:: Available records ::
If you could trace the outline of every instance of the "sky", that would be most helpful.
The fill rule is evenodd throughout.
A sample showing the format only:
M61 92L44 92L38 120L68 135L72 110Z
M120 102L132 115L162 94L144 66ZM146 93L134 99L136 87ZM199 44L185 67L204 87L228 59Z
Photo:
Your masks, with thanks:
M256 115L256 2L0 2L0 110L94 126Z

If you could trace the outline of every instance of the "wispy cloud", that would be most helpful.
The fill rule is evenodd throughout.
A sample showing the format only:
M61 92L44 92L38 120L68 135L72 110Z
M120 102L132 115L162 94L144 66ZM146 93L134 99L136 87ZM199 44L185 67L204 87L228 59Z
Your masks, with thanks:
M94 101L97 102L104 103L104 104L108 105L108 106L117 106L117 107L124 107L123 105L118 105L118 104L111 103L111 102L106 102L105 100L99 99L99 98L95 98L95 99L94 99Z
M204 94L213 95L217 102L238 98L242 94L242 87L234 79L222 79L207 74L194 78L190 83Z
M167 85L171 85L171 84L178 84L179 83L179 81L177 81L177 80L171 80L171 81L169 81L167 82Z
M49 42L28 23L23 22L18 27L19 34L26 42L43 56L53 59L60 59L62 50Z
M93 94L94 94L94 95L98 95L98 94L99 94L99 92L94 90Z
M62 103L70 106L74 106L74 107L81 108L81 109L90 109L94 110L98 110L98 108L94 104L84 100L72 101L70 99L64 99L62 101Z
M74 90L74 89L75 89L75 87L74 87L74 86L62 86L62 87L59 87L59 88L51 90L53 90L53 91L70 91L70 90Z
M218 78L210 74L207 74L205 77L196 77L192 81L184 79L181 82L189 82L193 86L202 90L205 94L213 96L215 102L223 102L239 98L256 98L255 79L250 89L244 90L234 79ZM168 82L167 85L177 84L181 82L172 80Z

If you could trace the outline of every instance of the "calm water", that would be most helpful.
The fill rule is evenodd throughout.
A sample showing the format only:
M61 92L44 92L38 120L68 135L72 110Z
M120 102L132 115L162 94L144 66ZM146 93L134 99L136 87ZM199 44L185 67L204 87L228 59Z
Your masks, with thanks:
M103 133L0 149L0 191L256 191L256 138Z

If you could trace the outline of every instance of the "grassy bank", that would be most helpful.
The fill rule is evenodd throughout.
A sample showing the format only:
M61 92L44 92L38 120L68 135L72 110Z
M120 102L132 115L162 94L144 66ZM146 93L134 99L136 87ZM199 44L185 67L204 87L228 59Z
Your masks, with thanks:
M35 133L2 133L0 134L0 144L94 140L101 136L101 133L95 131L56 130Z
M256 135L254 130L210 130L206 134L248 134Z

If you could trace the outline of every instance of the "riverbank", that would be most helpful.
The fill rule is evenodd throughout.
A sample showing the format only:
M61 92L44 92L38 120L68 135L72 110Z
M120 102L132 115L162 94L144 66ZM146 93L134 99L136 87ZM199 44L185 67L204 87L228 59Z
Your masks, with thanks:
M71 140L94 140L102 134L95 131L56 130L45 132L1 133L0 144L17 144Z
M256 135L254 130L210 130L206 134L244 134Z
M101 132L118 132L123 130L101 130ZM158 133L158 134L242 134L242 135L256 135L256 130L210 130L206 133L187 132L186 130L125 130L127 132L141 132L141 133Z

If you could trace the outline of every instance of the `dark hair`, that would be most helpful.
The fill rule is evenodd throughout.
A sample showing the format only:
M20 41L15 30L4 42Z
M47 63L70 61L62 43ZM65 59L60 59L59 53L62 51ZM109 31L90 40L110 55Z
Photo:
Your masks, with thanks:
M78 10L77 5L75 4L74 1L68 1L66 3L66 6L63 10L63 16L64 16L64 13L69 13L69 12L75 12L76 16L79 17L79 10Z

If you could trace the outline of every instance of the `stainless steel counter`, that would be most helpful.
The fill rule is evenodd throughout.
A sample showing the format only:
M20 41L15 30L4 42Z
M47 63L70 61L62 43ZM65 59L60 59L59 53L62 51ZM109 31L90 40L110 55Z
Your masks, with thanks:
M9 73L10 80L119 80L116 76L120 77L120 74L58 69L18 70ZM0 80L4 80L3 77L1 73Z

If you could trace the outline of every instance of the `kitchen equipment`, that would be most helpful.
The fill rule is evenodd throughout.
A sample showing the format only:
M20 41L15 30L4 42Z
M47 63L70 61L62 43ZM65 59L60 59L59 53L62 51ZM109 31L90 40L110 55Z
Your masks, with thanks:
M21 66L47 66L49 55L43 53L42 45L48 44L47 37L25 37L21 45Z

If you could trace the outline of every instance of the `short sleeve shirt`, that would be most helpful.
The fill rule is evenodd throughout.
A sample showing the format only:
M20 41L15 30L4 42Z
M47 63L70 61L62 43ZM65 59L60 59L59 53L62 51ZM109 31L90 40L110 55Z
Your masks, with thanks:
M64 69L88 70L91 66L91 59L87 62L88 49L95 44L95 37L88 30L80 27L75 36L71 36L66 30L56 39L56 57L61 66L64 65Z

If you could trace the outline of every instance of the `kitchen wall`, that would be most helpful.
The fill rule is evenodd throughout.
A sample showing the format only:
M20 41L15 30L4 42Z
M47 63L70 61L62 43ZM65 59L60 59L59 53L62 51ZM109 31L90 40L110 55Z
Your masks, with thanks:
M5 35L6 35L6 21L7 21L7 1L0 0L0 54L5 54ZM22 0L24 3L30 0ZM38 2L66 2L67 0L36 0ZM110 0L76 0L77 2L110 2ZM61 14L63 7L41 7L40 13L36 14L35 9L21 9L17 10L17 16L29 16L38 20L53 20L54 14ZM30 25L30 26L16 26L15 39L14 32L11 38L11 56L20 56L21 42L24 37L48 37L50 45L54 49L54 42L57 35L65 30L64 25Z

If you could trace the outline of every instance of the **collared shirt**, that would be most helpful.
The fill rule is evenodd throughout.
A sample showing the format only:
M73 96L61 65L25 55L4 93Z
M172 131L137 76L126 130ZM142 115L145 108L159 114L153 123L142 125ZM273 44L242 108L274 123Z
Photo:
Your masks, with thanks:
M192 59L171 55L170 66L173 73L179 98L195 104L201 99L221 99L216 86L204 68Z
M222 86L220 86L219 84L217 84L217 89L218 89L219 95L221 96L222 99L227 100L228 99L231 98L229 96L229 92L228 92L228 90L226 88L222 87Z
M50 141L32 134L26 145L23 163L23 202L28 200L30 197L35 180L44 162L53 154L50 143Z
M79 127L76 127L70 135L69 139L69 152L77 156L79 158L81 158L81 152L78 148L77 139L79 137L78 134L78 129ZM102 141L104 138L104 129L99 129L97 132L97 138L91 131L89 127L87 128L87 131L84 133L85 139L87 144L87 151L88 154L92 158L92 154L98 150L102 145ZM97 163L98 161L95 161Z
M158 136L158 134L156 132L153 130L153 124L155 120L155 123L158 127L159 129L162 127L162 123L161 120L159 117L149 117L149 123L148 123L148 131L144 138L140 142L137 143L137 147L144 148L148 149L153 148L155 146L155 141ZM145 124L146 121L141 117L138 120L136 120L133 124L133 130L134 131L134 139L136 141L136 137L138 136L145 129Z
:::
> [Your objective]:
Replace "fill rule" with "filling rule" wherever it occurs in all the lines above, and reproduce them with nothing else changed.

> [Final answer]:
If you could trace the outline of every instance of the "sky", that would be most helpful.
The filling rule is evenodd throughout.
A sample showing the format only:
M61 92L44 92L38 120L68 135L72 110Z
M120 102L132 115L162 94L144 66ZM146 93L134 99L136 87ZM199 44L185 67L204 87L228 59Z
Photo:
Your masks, with thanks:
M256 115L256 2L0 2L0 110L94 126Z

If you could trace the outline of every instance of the "wispy cloud", that would be most helpful.
The filling rule is evenodd throughout.
A sample showing the format only:
M61 92L44 92L38 120L68 135L72 110Z
M120 102L132 115L162 94L144 66ZM146 93L134 99L136 87ZM199 44L185 67L204 87L228 59Z
Your masks, with thanks:
M94 101L97 102L104 103L104 104L108 105L108 106L117 106L117 107L124 107L123 105L118 105L118 104L111 103L111 102L106 102L105 100L99 99L99 98L95 98L95 99L94 99Z
M204 94L213 95L217 102L238 98L242 94L242 87L234 79L222 79L207 74L194 78L190 83Z
M167 85L171 85L171 84L178 84L179 83L179 81L177 81L177 80L171 80L171 81L169 81L167 82Z
M49 42L28 23L23 22L18 27L19 34L26 42L43 56L53 59L60 59L62 50Z
M93 94L94 94L94 95L98 95L98 94L99 94L99 92L94 90Z
M62 103L70 106L74 106L74 107L81 108L81 109L90 109L94 110L98 110L98 108L94 104L84 100L72 101L70 99L64 99L62 101Z
M74 90L74 89L75 89L75 87L74 87L74 86L62 86L62 87L59 87L59 88L51 90L53 90L53 91L70 91L70 90Z
M218 78L210 74L207 74L205 77L196 77L192 81L184 79L181 82L189 82L193 86L202 90L205 94L213 96L215 102L223 102L239 98L256 98L255 79L250 89L244 90L234 79ZM168 82L167 85L177 84L181 82L172 80Z

If you could trace the outline of every instance of the "calm water", that would be most helpful.
The filling rule is evenodd throughout.
A sample showing the format only:
M61 92L44 92L38 120L68 135L72 110Z
M120 102L132 115L162 94L144 66ZM146 93L134 99L136 87ZM199 44L185 67L204 87L228 59Z
Your masks, with thanks:
M103 133L0 149L0 191L256 191L256 138Z

If you could trace the outline of every instance of the "grassy bank", that would be most helpful.
The filling rule is evenodd throughout.
A sample showing the format only:
M61 92L44 92L38 120L68 135L72 110Z
M120 102L132 115L162 94L144 66ZM146 93L134 99L136 87ZM199 44L185 67L204 87L228 59Z
Your masks, with thanks:
M35 133L2 133L0 134L0 144L94 140L101 136L101 133L95 131L56 130Z
M256 135L254 130L210 130L206 134L248 134Z

If you could trace the outline of every instance of the "riverbank", that would be most helpful.
The filling rule is evenodd throughout.
A sample showing the format only:
M61 92L44 92L38 120L68 135L72 110Z
M120 102L132 115L162 94L144 66ZM146 93L134 99L136 87ZM199 44L185 67L204 87L228 59Z
Your masks, with thanks:
M71 140L94 140L102 134L95 131L56 130L45 132L1 133L0 144L17 144Z
M256 135L254 130L210 130L206 134L244 134Z
M101 132L118 132L123 130L101 130ZM158 133L158 134L242 134L242 135L256 135L256 130L210 130L206 133L187 132L186 130L125 130L127 132L141 132L141 133Z

If you could trace the outline of every instance of the `dark hair`, that would be most helpful.
The filling rule is evenodd throughout.
A sample showing the format only:
M20 41L15 30L4 42Z
M47 63L70 61L62 43ZM65 59L60 59L59 53L62 51ZM109 31L90 40L110 55Z
Photo:
Your masks, with thanks:
M78 10L77 5L75 4L74 1L68 1L66 3L66 6L63 10L63 16L64 16L64 13L69 13L69 12L75 12L76 16L79 17L79 10Z

If you could trace the outline of every instance of the `stainless steel counter`, that would be most helpful.
The filling rule is evenodd throughout.
A sample showing the format only:
M20 41L15 30L4 42Z
M47 63L70 61L62 43ZM65 59L60 59L59 53L62 51ZM109 31L90 40L110 55Z
Your masks, with thanks:
M9 73L10 80L119 80L116 76L120 77L120 74L58 69L18 70ZM0 80L4 80L3 77L1 73Z

If you could trace the outline of every instance of the `kitchen equipment`, that would be most helpful.
The filling rule is evenodd throughout.
A sample showing the format only:
M20 41L15 30L4 42Z
M47 63L70 61L62 43ZM65 59L60 59L59 53L62 51ZM109 31L90 40L110 55Z
Your masks, with thanks:
M21 66L47 66L49 55L43 53L42 45L48 44L47 37L25 37L21 45Z

If you could trace the outline of every instance of the `short sleeve shirt`, that would be most helpful.
The filling rule is evenodd throughout.
A sample showing the format only:
M20 41L15 30L4 42Z
M47 63L70 61L62 43ZM65 59L60 59L59 53L62 51ZM109 31L90 40L110 55Z
Your masks, with thanks:
M64 69L88 70L91 66L91 59L87 62L88 49L95 44L95 37L88 30L80 27L75 36L71 36L66 30L56 39L56 57L61 66L64 65Z

If you could trace the outline of every instance of the `kitchen wall`, that would be most helpful.
The filling rule is evenodd throughout.
A sample showing the format only:
M20 41L15 30L4 42Z
M47 63L70 61L62 43ZM65 59L60 59L59 53L62 51ZM109 31L90 40L110 55Z
Your masks, with thanks:
M5 35L6 35L6 21L7 21L7 1L0 0L0 54L5 54ZM22 0L24 3L30 0ZM38 2L66 2L67 0L36 0ZM110 0L76 0L77 2L110 2ZM61 14L63 7L41 7L40 13L36 14L35 9L21 9L17 10L17 16L29 16L38 20L53 20L54 14ZM30 25L30 26L16 26L15 39L14 32L11 38L11 56L20 56L21 42L24 37L48 37L50 45L54 49L54 42L57 35L65 30L64 25Z

If you could trace the outline of every instance of the **collared shirt**, that would be most helpful.
The filling rule is evenodd throughout.
A sample showing the format only:
M73 96L61 65L25 55L4 93Z
M172 131L137 76L126 130ZM142 115L145 108L159 114L153 123L142 125ZM273 44L242 108L274 123Z
Photo:
Your masks, with thanks:
M192 59L171 55L170 66L173 73L179 98L195 104L201 99L221 99L216 86L204 68Z
M222 86L220 86L219 84L217 84L217 89L218 89L219 95L221 96L222 99L227 100L228 99L231 98L229 96L229 92L228 92L228 90L226 88L222 87Z
M50 141L32 134L26 145L23 163L23 202L28 200L30 197L35 180L44 162L53 154L50 143Z
M79 127L76 127L70 135L69 139L69 152L77 156L79 158L81 158L81 152L78 148L77 139L79 137L78 134L78 129ZM102 141L104 138L104 129L99 129L97 132L97 138L91 131L89 127L87 128L87 131L84 133L85 139L87 144L87 151L88 154L92 158L92 154L98 150L102 145ZM97 163L98 161L95 161Z
M158 136L158 134L156 132L153 130L153 124L155 120L155 123L158 127L159 129L162 127L162 123L161 120L159 117L149 117L149 123L148 123L148 131L144 138L140 142L137 143L137 147L144 148L148 149L153 148L155 146L155 141ZM145 124L146 121L141 117L138 120L136 120L133 124L133 130L134 131L134 139L136 141L136 137L138 136L145 129Z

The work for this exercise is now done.